## START Page

1)      No pain or violence to one another.

2)      No collars, because collars are something you put on dogs.

3)      No humiliation, because I’m her equal, I’m just letting her take control during sex.

4)      No infantilism, cross-dressing or messing about with pee.

5)      No ball gags or “pro-dommey” outfits.  (I’m calling them that, her attitude was that she just didn’t like the accoutrements that she saw on TV.)

                Those rules were mostly for her.  I was right there with her on number 1 and 4, but I was interested in 2 and 3.  But for her to be comfortable, I was willing to write all that stuff off.  If I just got her to boss me around and let me lick her boots, I felt like, “Hey, it’s moreD/s  than I’ve gotten in the last twenty years, it’ll be enough.”  And our first session went according to plan.

                But I’d underestimated our Evil Twins.  Because the first rule to fall was number 1.  Watching somebody flog somebody else is off-putting if you’ve never really messed around with pain-play, but we started with a little nipple-pulling and spanking, and by this weekend, my wife was lamenting the lack of a flogger or a riding crop in our arsenal, but was willing to make do with the belt.  (If anybody knows who has a good selection of crops, let me know, because it’s her Christmas gift, she’s decided.)

                Rule number 2 was the second one to go.  At first after she vacillated on this rule, she insisted that we avoid an actual dog collar or choke chain and go with a slave collar, because she felt the dog collar was too humiliating to me.  For the record, we were together for an hour after she decided to allow me a collar before she was gleefully fitting me with a choke-chain at “Petsmart” and then having a dog-tag engraved with my name and her own name under “Property of…”  A few hours after that, she was calling me her dog and her bitch as she plowed into my ass with “her cock,” as she calls it, neatly taking care of Rule 3.

## END Page

## [Given exercise 1]
List every line of the records that contains the word "sandy".
The passage on the couple's rules has nothing to do with the records.

## START Data excerpts

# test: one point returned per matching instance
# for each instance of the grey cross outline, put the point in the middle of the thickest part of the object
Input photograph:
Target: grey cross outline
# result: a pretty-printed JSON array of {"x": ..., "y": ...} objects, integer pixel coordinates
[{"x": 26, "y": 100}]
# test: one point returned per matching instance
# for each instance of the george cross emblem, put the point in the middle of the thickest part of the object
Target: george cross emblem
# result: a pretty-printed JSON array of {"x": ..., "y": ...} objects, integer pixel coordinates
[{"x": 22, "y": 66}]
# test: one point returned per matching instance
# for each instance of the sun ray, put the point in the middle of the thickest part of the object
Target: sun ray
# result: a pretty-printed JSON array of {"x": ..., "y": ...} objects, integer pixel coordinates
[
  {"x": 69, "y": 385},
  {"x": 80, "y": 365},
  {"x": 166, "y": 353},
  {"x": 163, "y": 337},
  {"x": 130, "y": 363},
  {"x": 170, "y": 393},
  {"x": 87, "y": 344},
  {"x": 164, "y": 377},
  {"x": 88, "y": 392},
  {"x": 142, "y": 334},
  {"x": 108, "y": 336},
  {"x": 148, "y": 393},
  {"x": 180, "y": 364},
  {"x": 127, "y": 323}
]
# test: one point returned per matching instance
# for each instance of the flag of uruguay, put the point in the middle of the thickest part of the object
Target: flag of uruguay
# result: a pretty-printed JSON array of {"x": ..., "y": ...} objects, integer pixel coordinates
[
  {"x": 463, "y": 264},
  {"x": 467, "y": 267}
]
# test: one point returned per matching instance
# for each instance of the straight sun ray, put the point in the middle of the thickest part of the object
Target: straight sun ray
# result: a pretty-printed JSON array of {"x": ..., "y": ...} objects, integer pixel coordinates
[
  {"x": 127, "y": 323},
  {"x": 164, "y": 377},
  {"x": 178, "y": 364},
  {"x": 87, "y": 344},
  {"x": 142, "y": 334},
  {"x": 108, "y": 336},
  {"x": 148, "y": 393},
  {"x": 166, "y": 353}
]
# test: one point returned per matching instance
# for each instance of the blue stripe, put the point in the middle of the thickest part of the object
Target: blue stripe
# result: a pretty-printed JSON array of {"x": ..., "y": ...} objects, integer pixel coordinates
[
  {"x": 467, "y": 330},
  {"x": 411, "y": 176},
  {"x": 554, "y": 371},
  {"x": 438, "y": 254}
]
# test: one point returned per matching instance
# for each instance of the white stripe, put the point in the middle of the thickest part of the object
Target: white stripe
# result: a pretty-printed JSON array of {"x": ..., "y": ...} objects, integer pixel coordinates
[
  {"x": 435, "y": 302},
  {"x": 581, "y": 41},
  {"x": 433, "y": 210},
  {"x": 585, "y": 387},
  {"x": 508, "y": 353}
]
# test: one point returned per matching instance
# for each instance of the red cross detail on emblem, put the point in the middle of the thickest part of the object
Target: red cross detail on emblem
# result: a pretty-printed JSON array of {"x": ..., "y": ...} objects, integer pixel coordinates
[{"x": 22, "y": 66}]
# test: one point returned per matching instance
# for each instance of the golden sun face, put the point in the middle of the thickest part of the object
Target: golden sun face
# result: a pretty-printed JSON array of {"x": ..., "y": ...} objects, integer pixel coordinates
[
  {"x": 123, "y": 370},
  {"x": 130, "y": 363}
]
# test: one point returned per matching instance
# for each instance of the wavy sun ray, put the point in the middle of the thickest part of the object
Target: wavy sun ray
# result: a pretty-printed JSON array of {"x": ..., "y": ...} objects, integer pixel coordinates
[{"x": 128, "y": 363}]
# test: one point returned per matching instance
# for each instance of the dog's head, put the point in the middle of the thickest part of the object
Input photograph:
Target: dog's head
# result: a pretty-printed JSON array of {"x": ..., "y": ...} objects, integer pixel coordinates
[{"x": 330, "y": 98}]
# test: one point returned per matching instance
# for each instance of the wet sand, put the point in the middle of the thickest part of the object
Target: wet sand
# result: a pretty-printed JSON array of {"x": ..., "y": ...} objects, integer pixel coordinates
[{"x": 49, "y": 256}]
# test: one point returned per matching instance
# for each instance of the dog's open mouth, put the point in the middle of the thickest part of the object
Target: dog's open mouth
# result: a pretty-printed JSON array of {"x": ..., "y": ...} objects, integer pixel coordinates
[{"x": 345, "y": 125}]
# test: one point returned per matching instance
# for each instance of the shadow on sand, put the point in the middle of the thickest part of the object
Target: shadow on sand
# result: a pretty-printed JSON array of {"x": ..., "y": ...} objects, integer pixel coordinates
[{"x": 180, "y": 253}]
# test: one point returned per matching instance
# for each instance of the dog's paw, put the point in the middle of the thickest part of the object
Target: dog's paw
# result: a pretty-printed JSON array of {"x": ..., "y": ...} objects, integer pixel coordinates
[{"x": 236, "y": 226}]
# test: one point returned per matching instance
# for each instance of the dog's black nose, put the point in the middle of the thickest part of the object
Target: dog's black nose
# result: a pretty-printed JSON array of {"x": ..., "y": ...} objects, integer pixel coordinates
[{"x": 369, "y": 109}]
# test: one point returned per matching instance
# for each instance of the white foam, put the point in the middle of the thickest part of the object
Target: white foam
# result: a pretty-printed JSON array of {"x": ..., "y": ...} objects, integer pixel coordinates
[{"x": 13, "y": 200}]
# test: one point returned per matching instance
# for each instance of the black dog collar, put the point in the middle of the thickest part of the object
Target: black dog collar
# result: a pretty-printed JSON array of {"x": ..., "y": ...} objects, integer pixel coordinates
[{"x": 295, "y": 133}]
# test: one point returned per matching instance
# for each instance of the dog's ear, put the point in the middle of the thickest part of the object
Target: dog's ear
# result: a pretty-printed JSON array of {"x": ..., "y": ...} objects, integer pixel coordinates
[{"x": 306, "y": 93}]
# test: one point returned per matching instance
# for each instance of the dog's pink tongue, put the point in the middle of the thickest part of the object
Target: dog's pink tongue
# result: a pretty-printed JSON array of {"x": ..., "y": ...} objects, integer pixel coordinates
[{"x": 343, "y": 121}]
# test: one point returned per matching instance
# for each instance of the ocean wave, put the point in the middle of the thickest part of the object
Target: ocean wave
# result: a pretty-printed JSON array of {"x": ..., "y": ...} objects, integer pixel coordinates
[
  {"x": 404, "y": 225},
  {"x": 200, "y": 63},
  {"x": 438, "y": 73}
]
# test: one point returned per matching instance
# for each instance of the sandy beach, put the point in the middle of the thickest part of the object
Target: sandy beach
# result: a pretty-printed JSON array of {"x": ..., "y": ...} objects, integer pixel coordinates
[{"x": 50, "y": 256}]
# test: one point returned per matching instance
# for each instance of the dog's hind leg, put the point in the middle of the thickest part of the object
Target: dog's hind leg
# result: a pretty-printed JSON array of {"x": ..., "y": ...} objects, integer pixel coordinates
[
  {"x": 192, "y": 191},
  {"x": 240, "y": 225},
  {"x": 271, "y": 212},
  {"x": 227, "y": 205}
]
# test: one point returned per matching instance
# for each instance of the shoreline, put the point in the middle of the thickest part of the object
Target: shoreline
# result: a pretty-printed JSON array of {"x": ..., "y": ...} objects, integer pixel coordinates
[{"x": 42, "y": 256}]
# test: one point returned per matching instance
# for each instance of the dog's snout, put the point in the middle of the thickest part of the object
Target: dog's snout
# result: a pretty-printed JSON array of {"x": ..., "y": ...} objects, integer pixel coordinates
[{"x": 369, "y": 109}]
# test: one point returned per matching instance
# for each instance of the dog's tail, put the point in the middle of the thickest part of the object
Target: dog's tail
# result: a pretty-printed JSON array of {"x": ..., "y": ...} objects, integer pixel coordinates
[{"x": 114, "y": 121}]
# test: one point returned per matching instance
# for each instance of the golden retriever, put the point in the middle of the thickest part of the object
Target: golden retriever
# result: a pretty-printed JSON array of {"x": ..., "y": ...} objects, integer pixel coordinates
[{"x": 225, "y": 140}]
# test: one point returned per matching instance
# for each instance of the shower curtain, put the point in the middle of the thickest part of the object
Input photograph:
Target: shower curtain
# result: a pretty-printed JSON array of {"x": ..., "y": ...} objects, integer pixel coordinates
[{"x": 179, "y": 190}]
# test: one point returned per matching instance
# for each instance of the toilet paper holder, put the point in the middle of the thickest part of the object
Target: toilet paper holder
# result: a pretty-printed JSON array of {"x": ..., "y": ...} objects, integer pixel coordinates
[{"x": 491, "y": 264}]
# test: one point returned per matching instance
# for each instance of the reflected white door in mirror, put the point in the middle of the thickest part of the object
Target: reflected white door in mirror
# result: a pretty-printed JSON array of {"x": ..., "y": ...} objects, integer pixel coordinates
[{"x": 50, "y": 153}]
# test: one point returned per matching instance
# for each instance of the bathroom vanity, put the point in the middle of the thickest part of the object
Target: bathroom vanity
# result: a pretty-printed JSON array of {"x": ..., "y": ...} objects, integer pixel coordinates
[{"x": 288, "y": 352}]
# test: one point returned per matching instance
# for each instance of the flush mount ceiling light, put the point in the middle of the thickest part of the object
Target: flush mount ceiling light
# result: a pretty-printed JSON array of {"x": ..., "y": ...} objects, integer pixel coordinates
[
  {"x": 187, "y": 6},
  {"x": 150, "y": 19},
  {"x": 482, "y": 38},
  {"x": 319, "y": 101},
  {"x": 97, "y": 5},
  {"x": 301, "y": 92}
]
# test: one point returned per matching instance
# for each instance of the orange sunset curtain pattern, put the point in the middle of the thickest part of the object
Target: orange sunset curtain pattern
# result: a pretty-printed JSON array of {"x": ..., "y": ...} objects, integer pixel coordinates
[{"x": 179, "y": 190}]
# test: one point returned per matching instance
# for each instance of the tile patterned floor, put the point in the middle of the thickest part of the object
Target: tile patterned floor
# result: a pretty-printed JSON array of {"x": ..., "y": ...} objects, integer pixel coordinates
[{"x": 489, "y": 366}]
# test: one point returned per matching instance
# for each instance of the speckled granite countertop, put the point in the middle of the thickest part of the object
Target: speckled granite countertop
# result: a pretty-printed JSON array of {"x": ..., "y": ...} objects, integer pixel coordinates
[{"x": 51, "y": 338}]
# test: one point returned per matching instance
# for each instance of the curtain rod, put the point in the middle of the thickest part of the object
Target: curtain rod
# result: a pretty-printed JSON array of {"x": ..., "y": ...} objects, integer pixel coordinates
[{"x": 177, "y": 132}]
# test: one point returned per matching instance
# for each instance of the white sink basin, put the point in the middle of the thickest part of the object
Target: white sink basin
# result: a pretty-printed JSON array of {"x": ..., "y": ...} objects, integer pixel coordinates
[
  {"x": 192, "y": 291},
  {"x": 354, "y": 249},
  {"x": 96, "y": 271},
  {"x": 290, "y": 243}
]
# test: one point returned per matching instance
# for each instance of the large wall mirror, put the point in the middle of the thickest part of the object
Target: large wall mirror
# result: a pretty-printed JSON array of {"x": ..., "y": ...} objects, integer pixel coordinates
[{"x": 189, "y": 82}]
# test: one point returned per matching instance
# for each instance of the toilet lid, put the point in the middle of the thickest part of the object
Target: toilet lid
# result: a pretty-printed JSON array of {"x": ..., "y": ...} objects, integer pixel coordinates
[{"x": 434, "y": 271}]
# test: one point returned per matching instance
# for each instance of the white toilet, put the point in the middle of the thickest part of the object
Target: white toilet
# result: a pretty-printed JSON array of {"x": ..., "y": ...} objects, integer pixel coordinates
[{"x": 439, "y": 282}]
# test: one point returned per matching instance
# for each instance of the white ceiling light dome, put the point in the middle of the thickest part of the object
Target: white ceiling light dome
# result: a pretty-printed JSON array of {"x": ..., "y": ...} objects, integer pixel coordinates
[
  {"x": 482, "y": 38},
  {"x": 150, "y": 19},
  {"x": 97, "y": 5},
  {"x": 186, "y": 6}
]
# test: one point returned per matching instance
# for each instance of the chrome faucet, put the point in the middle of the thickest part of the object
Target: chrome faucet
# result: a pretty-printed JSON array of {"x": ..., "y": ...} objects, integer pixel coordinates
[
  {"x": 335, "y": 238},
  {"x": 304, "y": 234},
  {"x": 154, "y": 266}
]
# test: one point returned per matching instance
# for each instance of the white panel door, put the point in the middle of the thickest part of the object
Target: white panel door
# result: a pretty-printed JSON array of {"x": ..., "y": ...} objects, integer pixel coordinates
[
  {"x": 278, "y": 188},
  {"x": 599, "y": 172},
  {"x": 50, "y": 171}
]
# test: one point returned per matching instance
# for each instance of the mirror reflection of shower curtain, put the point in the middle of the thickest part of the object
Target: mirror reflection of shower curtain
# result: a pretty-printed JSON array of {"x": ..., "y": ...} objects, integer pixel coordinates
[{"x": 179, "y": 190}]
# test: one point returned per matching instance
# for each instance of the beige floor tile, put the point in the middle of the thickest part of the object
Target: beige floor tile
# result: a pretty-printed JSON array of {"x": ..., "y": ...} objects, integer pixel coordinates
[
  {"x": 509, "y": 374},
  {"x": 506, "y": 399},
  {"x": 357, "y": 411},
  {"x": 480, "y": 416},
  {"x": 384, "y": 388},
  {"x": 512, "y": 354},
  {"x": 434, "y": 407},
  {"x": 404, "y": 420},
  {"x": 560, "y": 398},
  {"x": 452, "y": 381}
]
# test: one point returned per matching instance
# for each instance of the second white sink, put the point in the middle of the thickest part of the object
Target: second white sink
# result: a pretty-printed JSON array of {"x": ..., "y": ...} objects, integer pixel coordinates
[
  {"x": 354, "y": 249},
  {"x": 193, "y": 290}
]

## END Data excerpts

## [Given exercise 2]
Reproduce word for word the part of the passage on the couple's rules that runs from "2)      No collars, because" down to "according to plan.".

## [Exercise result 1]
# for each instance of the sandy beach, put the point in the middle of the thickest part of the object
Target: sandy beach

## [Exercise result 2]
2)      No collars, because collars are something you put on dogs.

3)      No humiliation, because I’m her equal, I’m just letting her take control during sex.

4)      No infantilism, cross-dressing or messing about with pee.

5)      No ball gags or “pro-dommey” outfits.  (I’m calling them that, her attitude was that she just didn’t like the accoutrements that she saw on TV.)

                Those rules were mostly for her.  I was right there with her on number 1 and 4, but I was interested in 2 and 3.  But for her to be comfortable, I was willing to write all that stuff off.  If I just got her to boss me around and let me lick her boots, I felt like, “Hey, it’s moreD/s  than I’ve gotten in the last twenty years, it’ll be enough.”  And our first session went according to plan.